»»

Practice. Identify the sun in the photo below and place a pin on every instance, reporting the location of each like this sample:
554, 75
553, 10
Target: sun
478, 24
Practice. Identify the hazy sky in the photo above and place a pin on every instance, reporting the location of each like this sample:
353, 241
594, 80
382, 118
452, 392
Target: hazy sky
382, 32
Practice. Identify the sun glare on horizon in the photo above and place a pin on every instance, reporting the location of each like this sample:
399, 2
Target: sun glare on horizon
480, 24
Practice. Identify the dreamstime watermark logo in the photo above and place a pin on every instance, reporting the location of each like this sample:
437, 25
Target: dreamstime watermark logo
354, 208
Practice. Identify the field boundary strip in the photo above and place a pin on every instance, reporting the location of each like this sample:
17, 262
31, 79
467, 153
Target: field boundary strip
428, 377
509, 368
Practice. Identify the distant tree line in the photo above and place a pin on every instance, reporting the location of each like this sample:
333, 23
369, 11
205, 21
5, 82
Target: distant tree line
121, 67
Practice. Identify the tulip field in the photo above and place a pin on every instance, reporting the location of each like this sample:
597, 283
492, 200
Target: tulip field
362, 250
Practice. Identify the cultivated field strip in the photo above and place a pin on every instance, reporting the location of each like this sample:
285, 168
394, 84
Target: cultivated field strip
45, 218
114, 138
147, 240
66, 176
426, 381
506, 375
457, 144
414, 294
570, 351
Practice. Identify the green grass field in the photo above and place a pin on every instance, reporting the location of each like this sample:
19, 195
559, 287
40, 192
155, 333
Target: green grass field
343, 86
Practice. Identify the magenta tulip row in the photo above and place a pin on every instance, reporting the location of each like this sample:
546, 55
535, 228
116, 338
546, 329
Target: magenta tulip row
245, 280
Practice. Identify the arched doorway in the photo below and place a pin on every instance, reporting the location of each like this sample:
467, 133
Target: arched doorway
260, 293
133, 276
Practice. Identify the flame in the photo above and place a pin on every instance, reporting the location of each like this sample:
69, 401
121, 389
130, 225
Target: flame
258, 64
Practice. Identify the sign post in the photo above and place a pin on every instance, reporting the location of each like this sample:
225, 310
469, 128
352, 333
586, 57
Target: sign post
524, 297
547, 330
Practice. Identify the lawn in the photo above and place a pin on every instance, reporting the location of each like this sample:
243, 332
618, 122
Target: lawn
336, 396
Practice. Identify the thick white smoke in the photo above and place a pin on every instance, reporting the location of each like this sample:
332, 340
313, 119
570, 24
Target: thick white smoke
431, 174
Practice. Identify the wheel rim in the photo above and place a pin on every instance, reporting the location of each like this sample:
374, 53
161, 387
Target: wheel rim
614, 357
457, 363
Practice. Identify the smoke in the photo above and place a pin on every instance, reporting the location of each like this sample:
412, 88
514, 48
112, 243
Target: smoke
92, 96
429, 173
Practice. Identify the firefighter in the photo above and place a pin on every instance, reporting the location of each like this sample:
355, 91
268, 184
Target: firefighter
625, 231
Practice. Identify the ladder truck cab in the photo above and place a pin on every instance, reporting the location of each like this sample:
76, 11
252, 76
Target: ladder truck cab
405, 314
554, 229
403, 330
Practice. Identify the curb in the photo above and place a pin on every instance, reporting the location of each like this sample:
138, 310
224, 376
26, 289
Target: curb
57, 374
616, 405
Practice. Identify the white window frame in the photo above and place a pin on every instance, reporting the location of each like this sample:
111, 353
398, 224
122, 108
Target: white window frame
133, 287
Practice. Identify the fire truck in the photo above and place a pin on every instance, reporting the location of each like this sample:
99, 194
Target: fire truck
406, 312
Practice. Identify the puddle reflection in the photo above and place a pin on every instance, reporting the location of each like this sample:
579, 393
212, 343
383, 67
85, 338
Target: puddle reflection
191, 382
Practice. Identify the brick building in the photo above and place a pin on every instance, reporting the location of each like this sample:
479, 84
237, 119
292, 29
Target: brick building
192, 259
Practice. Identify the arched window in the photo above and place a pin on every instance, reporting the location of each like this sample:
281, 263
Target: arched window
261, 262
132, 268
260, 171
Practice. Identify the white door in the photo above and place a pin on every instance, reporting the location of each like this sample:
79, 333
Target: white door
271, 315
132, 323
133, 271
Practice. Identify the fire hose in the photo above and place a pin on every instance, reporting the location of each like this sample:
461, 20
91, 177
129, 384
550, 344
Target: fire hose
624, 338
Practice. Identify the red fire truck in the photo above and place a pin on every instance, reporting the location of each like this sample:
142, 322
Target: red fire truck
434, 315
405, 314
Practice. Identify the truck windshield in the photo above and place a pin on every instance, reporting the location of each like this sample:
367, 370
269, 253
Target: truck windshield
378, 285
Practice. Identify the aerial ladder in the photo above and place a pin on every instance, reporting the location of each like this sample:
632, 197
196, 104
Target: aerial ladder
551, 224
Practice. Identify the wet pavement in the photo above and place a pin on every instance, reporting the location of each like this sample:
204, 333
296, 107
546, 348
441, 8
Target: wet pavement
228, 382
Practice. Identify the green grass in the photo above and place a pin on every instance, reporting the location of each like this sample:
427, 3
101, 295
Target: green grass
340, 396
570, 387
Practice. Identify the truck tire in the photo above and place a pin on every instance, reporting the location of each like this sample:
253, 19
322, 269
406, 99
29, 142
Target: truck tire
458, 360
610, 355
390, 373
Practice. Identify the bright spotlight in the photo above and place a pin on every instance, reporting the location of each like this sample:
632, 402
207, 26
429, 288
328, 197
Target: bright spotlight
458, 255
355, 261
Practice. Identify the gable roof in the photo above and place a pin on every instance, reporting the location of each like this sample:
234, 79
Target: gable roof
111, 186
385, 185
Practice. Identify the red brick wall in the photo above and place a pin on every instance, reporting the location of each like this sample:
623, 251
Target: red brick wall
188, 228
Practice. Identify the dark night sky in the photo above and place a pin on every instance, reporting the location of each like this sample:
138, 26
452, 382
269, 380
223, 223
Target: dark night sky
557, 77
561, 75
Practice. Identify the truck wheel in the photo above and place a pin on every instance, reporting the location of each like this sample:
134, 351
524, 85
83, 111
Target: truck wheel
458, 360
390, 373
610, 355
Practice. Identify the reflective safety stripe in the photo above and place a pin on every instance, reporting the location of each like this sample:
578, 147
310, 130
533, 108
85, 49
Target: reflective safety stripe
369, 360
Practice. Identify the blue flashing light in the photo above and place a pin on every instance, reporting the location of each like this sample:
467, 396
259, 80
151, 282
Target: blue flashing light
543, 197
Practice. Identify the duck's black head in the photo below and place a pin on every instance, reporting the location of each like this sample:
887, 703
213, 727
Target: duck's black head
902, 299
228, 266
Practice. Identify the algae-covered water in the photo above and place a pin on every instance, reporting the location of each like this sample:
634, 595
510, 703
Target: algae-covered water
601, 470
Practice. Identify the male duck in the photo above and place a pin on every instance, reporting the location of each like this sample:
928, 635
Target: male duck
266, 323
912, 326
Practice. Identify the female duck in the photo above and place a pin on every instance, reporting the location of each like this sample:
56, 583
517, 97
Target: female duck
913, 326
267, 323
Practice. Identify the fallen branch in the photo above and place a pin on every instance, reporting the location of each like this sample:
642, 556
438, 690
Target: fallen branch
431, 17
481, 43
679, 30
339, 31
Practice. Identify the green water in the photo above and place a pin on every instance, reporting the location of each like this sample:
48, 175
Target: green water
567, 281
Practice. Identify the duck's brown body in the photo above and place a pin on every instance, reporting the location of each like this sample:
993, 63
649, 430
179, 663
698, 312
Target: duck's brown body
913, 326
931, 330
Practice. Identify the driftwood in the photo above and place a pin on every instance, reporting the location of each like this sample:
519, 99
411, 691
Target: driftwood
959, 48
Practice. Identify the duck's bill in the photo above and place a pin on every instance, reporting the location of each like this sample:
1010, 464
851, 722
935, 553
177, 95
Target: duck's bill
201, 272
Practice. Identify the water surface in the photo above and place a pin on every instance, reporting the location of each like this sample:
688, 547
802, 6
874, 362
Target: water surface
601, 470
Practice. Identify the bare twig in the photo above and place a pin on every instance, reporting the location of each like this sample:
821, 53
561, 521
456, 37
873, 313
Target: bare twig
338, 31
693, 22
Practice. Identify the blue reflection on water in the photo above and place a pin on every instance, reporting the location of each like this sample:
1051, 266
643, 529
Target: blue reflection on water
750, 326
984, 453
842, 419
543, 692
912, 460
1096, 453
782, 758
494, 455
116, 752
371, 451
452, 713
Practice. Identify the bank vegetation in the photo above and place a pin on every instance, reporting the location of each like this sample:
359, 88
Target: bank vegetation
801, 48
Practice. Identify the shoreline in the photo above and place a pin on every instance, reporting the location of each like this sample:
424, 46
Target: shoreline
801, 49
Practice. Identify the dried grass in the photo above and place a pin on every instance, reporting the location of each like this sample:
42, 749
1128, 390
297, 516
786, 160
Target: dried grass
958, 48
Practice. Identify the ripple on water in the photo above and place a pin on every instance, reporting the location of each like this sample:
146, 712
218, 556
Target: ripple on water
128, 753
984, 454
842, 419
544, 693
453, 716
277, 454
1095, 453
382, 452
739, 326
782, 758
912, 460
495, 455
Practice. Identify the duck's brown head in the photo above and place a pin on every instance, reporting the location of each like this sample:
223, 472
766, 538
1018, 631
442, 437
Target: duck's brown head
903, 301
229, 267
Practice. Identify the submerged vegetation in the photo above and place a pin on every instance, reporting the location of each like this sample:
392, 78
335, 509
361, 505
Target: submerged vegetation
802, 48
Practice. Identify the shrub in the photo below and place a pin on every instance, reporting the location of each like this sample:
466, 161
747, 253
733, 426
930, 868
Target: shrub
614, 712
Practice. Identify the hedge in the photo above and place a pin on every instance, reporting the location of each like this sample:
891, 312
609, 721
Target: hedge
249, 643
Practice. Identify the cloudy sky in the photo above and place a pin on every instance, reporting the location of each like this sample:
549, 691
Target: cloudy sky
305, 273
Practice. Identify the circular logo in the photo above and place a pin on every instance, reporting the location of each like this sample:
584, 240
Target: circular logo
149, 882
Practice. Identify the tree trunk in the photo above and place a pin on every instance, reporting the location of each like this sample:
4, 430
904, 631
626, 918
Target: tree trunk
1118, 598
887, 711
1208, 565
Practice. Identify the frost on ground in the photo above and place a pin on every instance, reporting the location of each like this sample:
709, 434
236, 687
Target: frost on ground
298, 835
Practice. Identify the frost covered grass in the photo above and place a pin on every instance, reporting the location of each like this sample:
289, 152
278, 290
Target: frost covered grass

««

§ The problem
Each line of the records that contains the string "below" must be copied.

§ Written solution
Practice. Identify the sun in the photo below and place a pin on every instance, reporting the location of each like this sample:
Practice. Identify the arched doorway in the photo below and place a pin on every instance, reporting the location of each like this sample:
Practice. Identify the duck's black head in the photo below and place a pin on every instance, reporting the location of each like this sample:
Practice. Identify the shrub in the photo below and place a pin on every instance, reporting the location of each like this sample:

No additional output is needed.